Mashuri*
http://mashurii.blogspot.com/
“Tapi aku tidak bisa menulis puisi kalau engkau menjamu tuhan dengan membunuh yang lain”
Afrizal Malna, dalam puisi Taman Bahasa
Puisi jelas berbeda dengan iman, tapi kadang juga bertemu dalam sebuah perjumpaan mesra. Tapi jangan andaikan pertemuan itu seperti sendok dan garpu di sebuah piring di meja makan, karena pertemuan itu kadang bisa berupa ngengat dan kertas, paku dan kayu, bahkan bisa serupa minyak dan air. Meski bisa pula bertemu seperti sepasang kekasih di ranjang pengantin. Tentu semua itu terkendali dalam ruang kemanusiaan. Tertemali oleh perspektif: kita ingin memanfaatkan puisi atau ingin membebaskannya dari pesan iman. Atau, kita ingin berpuisi dalam tudung iman. Kiranya, di situlah akar masalahnya ketika kita berhasrat memahami puisi-puisi modern yang berkumpar dan berpusat pada manusia.
Dalam konteks pemikiran modern, berpuisi adalah laku subyektif terhadap dunia, sebagaimana iman yang laku subyektif terhadap Tuhan. Keduanya adalah rentetan peluru yang berdesing dalam diri manusia yang sulit ditampik-musnahkan, karena keduanya mengandung jejak rekam dinamika kejiwaan yang menyusun psike manusia. Keduanya terselip dalam arketipe yang kadang jumbuh/saling tolak di dasar jiwa, yang kadang bisa berganti rupa begitu lewat ambang sadar dan kontrol diri.
Puisi Subversif Terhadap Iman?

• [Baris Data]:
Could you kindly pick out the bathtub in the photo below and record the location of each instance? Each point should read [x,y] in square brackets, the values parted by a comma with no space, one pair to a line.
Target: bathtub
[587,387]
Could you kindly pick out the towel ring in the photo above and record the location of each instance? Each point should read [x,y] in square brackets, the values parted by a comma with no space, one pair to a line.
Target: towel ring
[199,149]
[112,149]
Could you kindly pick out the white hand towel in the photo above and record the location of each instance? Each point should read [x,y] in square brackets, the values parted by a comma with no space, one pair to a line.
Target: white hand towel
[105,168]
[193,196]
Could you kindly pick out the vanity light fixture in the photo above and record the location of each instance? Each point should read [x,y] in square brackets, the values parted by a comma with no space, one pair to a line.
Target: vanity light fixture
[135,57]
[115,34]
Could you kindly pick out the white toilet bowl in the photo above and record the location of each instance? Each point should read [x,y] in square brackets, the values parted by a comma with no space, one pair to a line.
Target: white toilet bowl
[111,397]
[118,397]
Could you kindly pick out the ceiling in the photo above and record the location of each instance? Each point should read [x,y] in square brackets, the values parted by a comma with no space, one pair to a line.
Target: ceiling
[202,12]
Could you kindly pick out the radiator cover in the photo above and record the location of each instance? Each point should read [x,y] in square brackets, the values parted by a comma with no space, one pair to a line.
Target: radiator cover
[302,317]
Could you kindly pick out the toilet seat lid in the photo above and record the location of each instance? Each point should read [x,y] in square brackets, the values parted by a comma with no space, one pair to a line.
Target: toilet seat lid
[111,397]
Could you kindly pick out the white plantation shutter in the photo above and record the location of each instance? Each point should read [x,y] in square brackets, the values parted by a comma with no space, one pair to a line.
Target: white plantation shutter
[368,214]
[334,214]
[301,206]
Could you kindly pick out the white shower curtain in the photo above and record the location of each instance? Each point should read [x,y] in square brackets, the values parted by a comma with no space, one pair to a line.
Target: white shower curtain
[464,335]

• [Tugas Pengerjaan]:
[1] Ketik ulang bagian esai tentang puisi dan iman, mulai dari "Afrizal Malna, dalam" dan terus sampai "berpusat pada manusia.".
[2] Sebutkan semua perumpamaan yang menurut esai tentang puisi dan iman bisa menggambarkan pertemuan keduanya. Jangan masukkan perumpamaan yang justru tidak boleh diandaikan.

• [Jawaban Tiap Tugas]:
[1]
Afrizal Malna, dalam puisi Taman Bahasa
Puisi jelas berbeda dengan iman, tapi kadang juga bertemu dalam sebuah perjumpaan mesra. Tapi jangan andaikan pertemuan itu seperti sendok dan garpu di sebuah piring di meja makan, karena pertemuan itu kadang bisa berupa ngengat dan kertas, paku dan kayu, bahkan bisa serupa minyak dan air. Meski bisa pula bertemu seperti sepasang kekasih di ranjang pengantin. Tentu semua itu terkendali dalam ruang kemanusiaan. Tertemali oleh perspektif: kita ingin memanfaatkan puisi atau ingin membebaskannya dari pesan iman. Atau, kita ingin berpuisi dalam tudung iman. Kiranya, di situlah akar masalahnya ketika kita berhasrat memahami puisi-puisi modern yang berkumpar dan berpusat pada manusia.

[2]
- ngengat dan kertas
- paku dan kayu
- minyak dan air
- sepasang kekasih di ranjang pengantin